_WHAT THIS TASK INVOLVES_. Copy the lines below word for word, all of them, and leave the pictures out of your copy.

-- START RECORD EXCERPTS --

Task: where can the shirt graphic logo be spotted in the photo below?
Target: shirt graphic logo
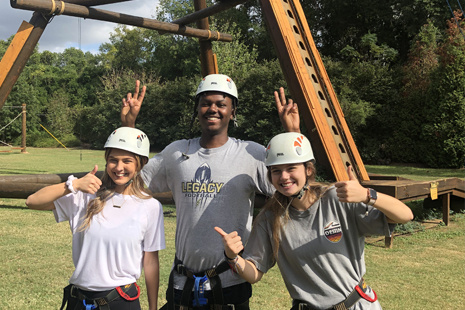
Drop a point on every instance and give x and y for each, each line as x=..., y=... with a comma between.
x=202, y=187
x=333, y=232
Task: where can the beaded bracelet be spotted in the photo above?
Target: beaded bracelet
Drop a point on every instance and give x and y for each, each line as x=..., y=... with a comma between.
x=69, y=184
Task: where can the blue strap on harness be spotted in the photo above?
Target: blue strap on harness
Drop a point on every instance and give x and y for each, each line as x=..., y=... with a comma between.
x=199, y=299
x=89, y=307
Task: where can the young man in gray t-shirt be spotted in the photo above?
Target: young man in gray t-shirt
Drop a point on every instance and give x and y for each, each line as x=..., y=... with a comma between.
x=213, y=180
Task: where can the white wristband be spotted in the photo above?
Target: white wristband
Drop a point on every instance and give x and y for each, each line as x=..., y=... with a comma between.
x=69, y=183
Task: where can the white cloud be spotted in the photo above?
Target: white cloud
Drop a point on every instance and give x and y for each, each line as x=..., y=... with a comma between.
x=63, y=31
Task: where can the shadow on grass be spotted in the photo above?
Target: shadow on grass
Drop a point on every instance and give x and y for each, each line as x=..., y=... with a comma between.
x=13, y=207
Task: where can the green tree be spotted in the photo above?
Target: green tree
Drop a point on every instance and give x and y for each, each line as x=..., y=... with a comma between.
x=444, y=129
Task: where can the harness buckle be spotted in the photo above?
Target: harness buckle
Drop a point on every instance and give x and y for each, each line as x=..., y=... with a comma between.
x=89, y=306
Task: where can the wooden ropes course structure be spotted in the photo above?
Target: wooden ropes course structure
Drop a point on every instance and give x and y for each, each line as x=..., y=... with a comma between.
x=302, y=67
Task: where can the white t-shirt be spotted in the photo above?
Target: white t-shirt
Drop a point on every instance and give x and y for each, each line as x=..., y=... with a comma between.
x=110, y=252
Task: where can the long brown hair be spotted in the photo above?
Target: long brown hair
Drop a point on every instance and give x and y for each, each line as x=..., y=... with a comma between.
x=278, y=205
x=107, y=190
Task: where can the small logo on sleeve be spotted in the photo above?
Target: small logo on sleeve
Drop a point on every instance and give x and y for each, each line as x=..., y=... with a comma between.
x=333, y=232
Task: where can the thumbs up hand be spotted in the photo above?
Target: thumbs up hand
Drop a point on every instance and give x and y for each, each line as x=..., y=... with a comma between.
x=89, y=183
x=351, y=190
x=232, y=242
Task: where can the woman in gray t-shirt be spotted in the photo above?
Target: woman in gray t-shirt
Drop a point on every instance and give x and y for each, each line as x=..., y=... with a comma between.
x=315, y=233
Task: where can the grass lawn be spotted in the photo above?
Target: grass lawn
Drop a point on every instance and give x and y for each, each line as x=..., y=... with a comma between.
x=424, y=270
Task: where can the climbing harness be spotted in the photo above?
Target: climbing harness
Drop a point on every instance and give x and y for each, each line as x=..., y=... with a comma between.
x=358, y=292
x=196, y=281
x=102, y=303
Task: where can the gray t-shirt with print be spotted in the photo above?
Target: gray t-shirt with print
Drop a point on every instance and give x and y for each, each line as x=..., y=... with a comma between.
x=212, y=187
x=321, y=254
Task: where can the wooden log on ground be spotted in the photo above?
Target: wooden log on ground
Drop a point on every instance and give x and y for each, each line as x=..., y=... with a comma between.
x=21, y=186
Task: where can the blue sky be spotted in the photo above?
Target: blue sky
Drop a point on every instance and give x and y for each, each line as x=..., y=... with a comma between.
x=63, y=31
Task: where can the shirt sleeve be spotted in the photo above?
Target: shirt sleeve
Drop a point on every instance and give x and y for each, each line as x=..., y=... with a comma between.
x=154, y=174
x=72, y=208
x=154, y=237
x=371, y=221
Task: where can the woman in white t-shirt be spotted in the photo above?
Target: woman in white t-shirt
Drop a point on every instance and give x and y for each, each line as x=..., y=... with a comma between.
x=117, y=227
x=315, y=233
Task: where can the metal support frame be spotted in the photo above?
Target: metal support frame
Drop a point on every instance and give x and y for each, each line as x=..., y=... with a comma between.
x=310, y=87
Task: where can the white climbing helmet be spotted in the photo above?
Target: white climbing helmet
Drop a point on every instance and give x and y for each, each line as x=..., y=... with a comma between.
x=217, y=82
x=288, y=148
x=129, y=139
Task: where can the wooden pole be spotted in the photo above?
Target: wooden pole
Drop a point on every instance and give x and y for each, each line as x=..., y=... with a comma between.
x=19, y=51
x=23, y=44
x=21, y=186
x=23, y=130
x=63, y=8
x=207, y=61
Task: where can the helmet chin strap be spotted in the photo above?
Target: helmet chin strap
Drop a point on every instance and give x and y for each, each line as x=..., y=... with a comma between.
x=301, y=193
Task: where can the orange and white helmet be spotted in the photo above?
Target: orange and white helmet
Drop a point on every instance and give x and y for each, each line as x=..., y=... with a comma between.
x=129, y=139
x=288, y=148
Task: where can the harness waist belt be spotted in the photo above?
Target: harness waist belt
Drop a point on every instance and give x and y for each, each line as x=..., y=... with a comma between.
x=353, y=297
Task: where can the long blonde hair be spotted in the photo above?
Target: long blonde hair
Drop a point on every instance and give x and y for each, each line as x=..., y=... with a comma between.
x=107, y=190
x=278, y=205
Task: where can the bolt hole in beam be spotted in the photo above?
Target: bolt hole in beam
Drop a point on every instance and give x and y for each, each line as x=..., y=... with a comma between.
x=328, y=113
x=307, y=60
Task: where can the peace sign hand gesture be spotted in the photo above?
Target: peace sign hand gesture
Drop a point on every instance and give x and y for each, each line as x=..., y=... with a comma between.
x=288, y=112
x=131, y=106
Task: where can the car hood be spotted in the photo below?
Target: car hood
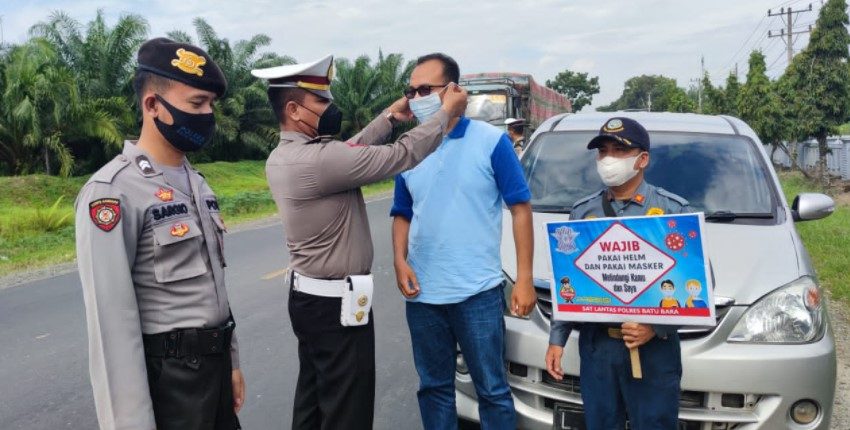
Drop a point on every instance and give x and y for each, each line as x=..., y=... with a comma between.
x=747, y=261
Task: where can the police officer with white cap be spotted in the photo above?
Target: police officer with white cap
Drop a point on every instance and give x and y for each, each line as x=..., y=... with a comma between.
x=162, y=349
x=516, y=131
x=315, y=181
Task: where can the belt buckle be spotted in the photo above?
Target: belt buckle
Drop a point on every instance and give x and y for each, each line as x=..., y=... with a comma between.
x=615, y=333
x=171, y=343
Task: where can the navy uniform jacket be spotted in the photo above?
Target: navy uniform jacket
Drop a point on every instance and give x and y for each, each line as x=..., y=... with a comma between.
x=648, y=200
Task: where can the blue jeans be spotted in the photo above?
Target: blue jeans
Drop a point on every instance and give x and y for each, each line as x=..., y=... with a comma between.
x=477, y=325
x=609, y=392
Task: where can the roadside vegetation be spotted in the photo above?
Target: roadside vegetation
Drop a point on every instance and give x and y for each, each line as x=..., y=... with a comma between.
x=828, y=239
x=37, y=211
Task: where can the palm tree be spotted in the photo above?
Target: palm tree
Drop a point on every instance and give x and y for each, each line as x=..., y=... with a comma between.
x=245, y=126
x=362, y=90
x=41, y=108
x=102, y=59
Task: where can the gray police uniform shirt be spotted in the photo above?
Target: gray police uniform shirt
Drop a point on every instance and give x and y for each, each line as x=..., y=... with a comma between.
x=648, y=200
x=316, y=186
x=151, y=260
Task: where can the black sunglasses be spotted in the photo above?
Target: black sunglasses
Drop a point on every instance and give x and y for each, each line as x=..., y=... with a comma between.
x=423, y=90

-- END RECORD EXCERPTS --

_THE RESULT_.
Task: where can the shirt graphic logo be spotted in the photo below?
Target: shirt graphic logo
Drop a point on every instance and give x and y for each, each line as x=..., y=... with a comma between.
x=202, y=187
x=333, y=232
Task: where can the beaded bracelet be spotted in the photo above?
Target: beaded bracelet
Drop a point on every instance and give x and y for each, each line as x=..., y=... with a comma between.
x=69, y=184
Task: where can the blue strap on harness be spotted in the photo above?
Target: blue strap on harness
Drop a point on every instance and give x and y for each, each line as x=..., y=... with a comma between.
x=199, y=299
x=89, y=307
Task: where can the young man in gray t-shirt be spotted in the photo above?
Target: young man in gray t-shirt
Drop a point on every instance and give x and y for each, each line as x=..., y=... with a comma between.
x=213, y=180
Task: where can the white wristband be spotted in the photo above?
Target: white wristband
Drop a point on every instance and give x and y for each, each line as x=..., y=... with a comma between.
x=69, y=183
Task: where can the white cloud be spotted in the photo above?
Target: white cloud
Drop a point on every instance and give x and y for each, each line as x=..., y=... with a comma between.
x=63, y=31
Task: where can the shadow on grass be spotted in the photo above?
Target: shadow on grass
Drop a point on every instance and give x and y for each, each line as x=..., y=... with a comma between.
x=13, y=207
Task: where can the green tree be spotted in the photo above?
Target: green tree
Drop a point on every instance and give x and y for each, each line as x=..., y=... with a comma between.
x=444, y=129
Task: where can the harness buckle be spotted in the photo above?
Target: harness buckle
Drop a point on every instance and give x and y for each, each line as x=..., y=... with a comma between.
x=89, y=306
Task: where can the wooden ropes course structure be spotted in the photo above?
Target: wooden ropes course structure
Drop a point on every instance and give x and y for each, each line as x=..., y=... with a comma between.
x=302, y=67
Task: where can the white t-shirt be spotted in the photo above?
Target: white t-shirt
Drop a point on every instance and give x and y for each, each line as x=..., y=... with a comma between.
x=110, y=252
Task: where can the long brown hair be spotted in the photo above?
Target: long brown hair
Drop a point on every instance and give x and y for each, each line as x=..., y=... with a comma between.
x=278, y=205
x=107, y=190
Task: where can the small logo on sleeve be spotted in the photo above?
Target: small logo on sleeve
Drop a point on every instance and give x and y for each, each line as x=..., y=... with a comma between.
x=333, y=232
Task: where can the thumbs up hand be spotted in the photo above?
Target: thumbs up hand
Drop a point on every instance and give x and y for each, each line as x=..., y=... with a comma between.
x=89, y=183
x=351, y=190
x=232, y=242
Task: where can the woman in gray t-shirt be spotted in the photo above?
Target: woman in gray t-shirt
Drop a point on every instance and give x and y for each, each line as x=..., y=... with a comma between.
x=315, y=233
Task: where can the grass lawn be spotted in the photo above?
Target: grass lawn
Drop a point on every instance and give x and y for each, each line as x=..., y=... with a comma between.
x=424, y=270
Task: where can the climbing harness be spotted in the photo above?
Target: climbing harness
Drop a point on every instance and give x and y for each, each line as x=..., y=... with a comma between.
x=358, y=292
x=196, y=281
x=102, y=303
Task: where can the gray t-shirt with print be spotted in the photo above?
Target: gray t-shirt with print
Drop a point on every instance and give x and y for each, each line as x=..., y=... with a comma between.
x=212, y=187
x=321, y=254
Task: where can the wooden log on ground be spotted in the photo above?
Target: wooden log on ground
Drop a point on every instance and give x and y for each, each line as x=..., y=... with a comma between.
x=21, y=186
Task: where can the blue sky be spotted in the photo above?
Target: blue sky
Drop a point on every instance and give x and y for each, each line as x=..., y=... with a comma between.
x=63, y=31
Task: where can the shirt sleeve be spotted in the photo above?
Target: shirt sleeve
Drop a point on every instance and give x and y for each, each line as x=..., y=... with a comma between.
x=154, y=174
x=72, y=208
x=154, y=237
x=371, y=221
Task: where can the woman in white t-shirt be spotted in the photo above?
Target: woman in white t-shirt
Drop a point on every instance and give x and y for each, each line as x=..., y=... with a comma between.
x=117, y=227
x=315, y=233
Task: where can the metal support frame be spotted in the photo above?
Target: metal support frame
Drop a point on every instance and give x and y for each, each line as x=..., y=... with a comma between.
x=310, y=87
Task: where can the white climbing helmet be spotted in the photo above?
Target: white climbing helmet
Drop a point on every instance and give x and y for each, each line as x=..., y=... with a comma between.
x=217, y=82
x=288, y=148
x=129, y=139
Task: where can the wooden pole be spotted in the photo above?
Target: wooden pole
Drop a point on every instance and give x and y for each, each line as x=..., y=... with a comma between.
x=19, y=51
x=23, y=44
x=21, y=186
x=23, y=130
x=63, y=8
x=207, y=61
Task: where can the helmet chin strap be spotted in the photo above?
Target: helmet chin strap
Drop a point on every instance and give x and y for each, each line as x=..., y=... with a comma between.
x=301, y=193
Task: where can the orange and white helmet be spotted in the photo above?
Target: orange and white helmet
Drop a point on every instance and give x and y for each, each line as x=..., y=... with a comma between.
x=129, y=139
x=288, y=148
Task: where can the harness waist belt be spotted in the photo above?
Target: harness waist belt
Drop a point on every instance and give x and y for each, each line as x=..., y=... with a comma between.
x=353, y=297
Task: where can the long blonde hair be spotted in the photo above?
Target: long blonde hair
Drop a point on every instance and give x and y for each, each line as x=..., y=... with a comma between.
x=107, y=190
x=278, y=205
Task: where can the bolt hole in beam be spotted in the photo above?
Target: bolt hole in beam
Drop a point on every instance and give x and y for each, each line as x=..., y=... with a comma between.
x=328, y=113
x=307, y=60
Task: where can the peace sign hand gesture be spotted in the photo above?
Target: peace sign hand gesture
Drop a point on every instance and give x and y for each, each line as x=..., y=... with a comma between.
x=288, y=112
x=131, y=106
Task: where can the car hood be spotted in the photo below?
Target: car hood
Drop a point on every instance and give x and y for each, each line as x=..., y=... with a comma between.
x=747, y=261
Task: where can the police officer with white cap be spotted in the photo above?
Target: police officer with white cap
Drop a point on every instance and give x and y for each, each line as x=..., y=... with a comma between.
x=162, y=349
x=516, y=131
x=315, y=181
Task: where can the belt buckle be spotted in the photo above?
Target: belt buckle
Drop a point on every instance and give x and y for each, each line as x=..., y=... with a comma between.
x=615, y=333
x=171, y=343
Task: where can the navy uniform jacket be spotted in the photo above?
Target: navy uniform jacket
Drop a point on every instance and give x and y for each, each line as x=..., y=... with a comma between.
x=648, y=200
Task: where can the blue jeans be spotted in the photo above?
Target: blue jeans
Drop a point on every instance and give x and y for each, each line as x=..., y=... with a comma between.
x=477, y=325
x=609, y=392
Task: where can the roadside vegetation be spotted in the photo above?
Target: roadside vegetation
Drop a point on every instance and give x and y for each, each line as x=..., y=... with a comma between.
x=828, y=239
x=37, y=211
Task: where can the palm tree be spotted in the photo above?
Target: palm tree
Drop a point on every instance and give x and y for each, each line as x=..., y=... with a comma between.
x=245, y=126
x=362, y=90
x=41, y=108
x=102, y=59
Task: where can the gray police uniform shirt be spotted in the photo above?
Target: gray police uniform shirt
Drop a point on every instance and give x and y for each, each line as x=..., y=... with a comma between.
x=648, y=200
x=316, y=186
x=151, y=260
Task: where can the black sunglasses be spotted in the photo above?
Target: black sunglasses
Drop a point on every instance and give x and y for each, each line as x=..., y=... with a comma between.
x=423, y=90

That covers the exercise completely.